# Raw records:
┌──

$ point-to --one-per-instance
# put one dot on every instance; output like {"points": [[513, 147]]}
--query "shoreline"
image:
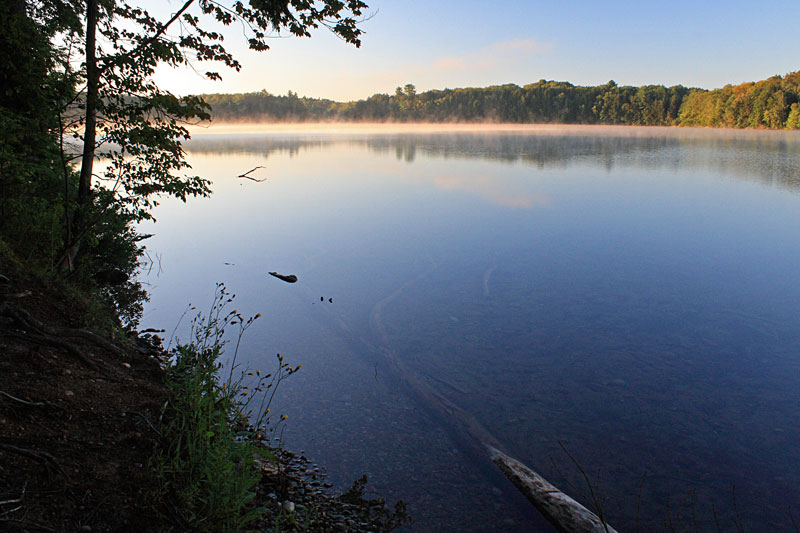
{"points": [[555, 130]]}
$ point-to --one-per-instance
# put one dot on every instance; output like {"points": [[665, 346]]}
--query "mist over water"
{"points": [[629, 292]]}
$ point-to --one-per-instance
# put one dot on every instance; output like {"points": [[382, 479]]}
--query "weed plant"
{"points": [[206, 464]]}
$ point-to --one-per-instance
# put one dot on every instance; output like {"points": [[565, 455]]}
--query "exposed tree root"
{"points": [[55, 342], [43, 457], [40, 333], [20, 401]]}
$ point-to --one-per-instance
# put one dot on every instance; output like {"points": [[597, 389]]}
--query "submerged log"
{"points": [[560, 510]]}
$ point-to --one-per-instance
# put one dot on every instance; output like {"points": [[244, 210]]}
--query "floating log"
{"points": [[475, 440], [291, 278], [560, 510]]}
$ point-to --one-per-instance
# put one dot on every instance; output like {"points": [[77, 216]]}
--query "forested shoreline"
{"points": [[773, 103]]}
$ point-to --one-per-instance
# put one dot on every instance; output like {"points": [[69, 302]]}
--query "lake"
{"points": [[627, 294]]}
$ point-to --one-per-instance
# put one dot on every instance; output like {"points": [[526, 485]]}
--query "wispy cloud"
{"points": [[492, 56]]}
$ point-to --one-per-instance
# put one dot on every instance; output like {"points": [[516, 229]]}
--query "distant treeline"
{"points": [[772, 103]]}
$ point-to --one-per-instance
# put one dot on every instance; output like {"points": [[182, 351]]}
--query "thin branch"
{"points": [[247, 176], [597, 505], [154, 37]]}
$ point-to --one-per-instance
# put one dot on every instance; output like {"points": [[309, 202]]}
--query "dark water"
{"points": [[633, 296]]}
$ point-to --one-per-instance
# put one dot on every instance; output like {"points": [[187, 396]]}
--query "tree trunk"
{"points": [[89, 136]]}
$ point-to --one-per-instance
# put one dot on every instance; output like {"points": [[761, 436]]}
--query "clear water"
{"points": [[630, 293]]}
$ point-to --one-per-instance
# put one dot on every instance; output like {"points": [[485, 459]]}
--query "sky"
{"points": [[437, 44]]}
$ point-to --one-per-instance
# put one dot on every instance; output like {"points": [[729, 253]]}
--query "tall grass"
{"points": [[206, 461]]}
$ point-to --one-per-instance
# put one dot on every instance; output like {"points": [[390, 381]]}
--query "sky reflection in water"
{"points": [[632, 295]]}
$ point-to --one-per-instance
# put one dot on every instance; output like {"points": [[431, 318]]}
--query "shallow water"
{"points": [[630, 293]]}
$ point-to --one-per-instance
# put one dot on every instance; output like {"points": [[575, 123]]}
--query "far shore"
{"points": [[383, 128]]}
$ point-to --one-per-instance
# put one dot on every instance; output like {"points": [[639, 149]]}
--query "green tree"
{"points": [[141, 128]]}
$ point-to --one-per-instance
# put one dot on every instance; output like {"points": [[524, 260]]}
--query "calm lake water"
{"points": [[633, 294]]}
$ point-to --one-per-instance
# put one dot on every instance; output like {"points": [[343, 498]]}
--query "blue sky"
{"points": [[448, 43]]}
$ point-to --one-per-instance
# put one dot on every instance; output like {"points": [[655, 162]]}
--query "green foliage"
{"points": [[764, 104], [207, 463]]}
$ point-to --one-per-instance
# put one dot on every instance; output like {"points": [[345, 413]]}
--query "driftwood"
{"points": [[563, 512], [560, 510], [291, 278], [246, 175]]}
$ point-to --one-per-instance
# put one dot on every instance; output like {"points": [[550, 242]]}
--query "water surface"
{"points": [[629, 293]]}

└──

# Task details:
Reproduce the entries above word for word. Pictures stay out.

# Complete output:
$ point-to --one-per-instance
# put one dot on every instance; output like {"points": [[513, 147]]}
--query "shoreline"
image:
{"points": [[555, 130]]}
$ point-to --one-per-instance
# put one dot on every instance; output like {"points": [[665, 346]]}
--query "mist over water"
{"points": [[629, 292]]}
$ point-to --one-per-instance
# put one dot on every instance; output like {"points": [[382, 479]]}
--query "weed plant"
{"points": [[206, 464]]}
$ point-to --one-per-instance
# put one dot on every instance; output like {"points": [[565, 455]]}
--query "exposed tree root"
{"points": [[55, 342], [43, 457], [40, 333], [20, 401]]}
$ point-to --one-per-instance
# put one dot on every instance; output like {"points": [[597, 389]]}
--query "submerged log"
{"points": [[560, 510]]}
$ point-to --one-per-instance
# put one dot on every instance; output like {"points": [[244, 210]]}
--query "floating log"
{"points": [[475, 440], [291, 278], [560, 510]]}
$ point-to --one-per-instance
# put one dot on every instance; output like {"points": [[77, 216]]}
--query "forested shoreline"
{"points": [[773, 103]]}
$ point-to --one-per-instance
# put one dot on every instance; output like {"points": [[69, 302]]}
--query "lake"
{"points": [[627, 294]]}
$ point-to --one-per-instance
# put one dot on every instance; output like {"points": [[526, 485]]}
--query "wispy cloud"
{"points": [[492, 56]]}
$ point-to --one-per-instance
# put one dot on every instance; output like {"points": [[516, 229]]}
--query "distant treeline"
{"points": [[772, 103]]}
$ point-to --one-per-instance
# put one dot on every instance; output like {"points": [[182, 351]]}
--query "thin branch"
{"points": [[247, 176], [597, 505], [154, 37]]}
$ point-to --one-per-instance
# put one dot on every instance; output like {"points": [[309, 202]]}
--query "dark water"
{"points": [[633, 296]]}
$ point-to --one-per-instance
# put one dot on every instance; output like {"points": [[187, 396]]}
--query "tree trunk"
{"points": [[89, 136]]}
$ point-to --one-per-instance
# put one dot on every instance; output like {"points": [[761, 436]]}
--query "clear water"
{"points": [[630, 293]]}
$ point-to --one-per-instance
# put one dot on every instance; output like {"points": [[485, 459]]}
--query "sky"
{"points": [[437, 44]]}
$ point-to --one-per-instance
# put one dot on every instance; output like {"points": [[729, 253]]}
--query "tall grass"
{"points": [[206, 461]]}
$ point-to --one-per-instance
# put one dot on every instance; output like {"points": [[390, 381]]}
--query "sky reflection in water"
{"points": [[632, 295]]}
$ point-to --one-per-instance
# put one dot on every instance; output like {"points": [[431, 318]]}
--query "shallow water"
{"points": [[630, 293]]}
$ point-to --one-per-instance
# put one dot on every instance; output like {"points": [[575, 123]]}
--query "far shore"
{"points": [[383, 128]]}
$ point-to --one-per-instance
# put one dot on every instance; output like {"points": [[639, 149]]}
--query "green tree"
{"points": [[141, 128]]}
$ point-to --one-per-instance
# put one dot on every instance; output like {"points": [[524, 260]]}
--query "calm lake water"
{"points": [[633, 294]]}
$ point-to --one-per-instance
# put one dot on every instance; output like {"points": [[343, 498]]}
--query "blue sky"
{"points": [[448, 43]]}
$ point-to --one-per-instance
# put one dot on every instance; output like {"points": [[655, 162]]}
--query "green foliage"
{"points": [[764, 104], [207, 463]]}
$ point-to --one-per-instance
# put one dot on every instance; output like {"points": [[345, 413]]}
--query "driftwood"
{"points": [[563, 512], [560, 510], [291, 278], [246, 175]]}
$ point-to --one-per-instance
# put one dot on every instance; output like {"points": [[550, 242]]}
--query "water surface"
{"points": [[629, 293]]}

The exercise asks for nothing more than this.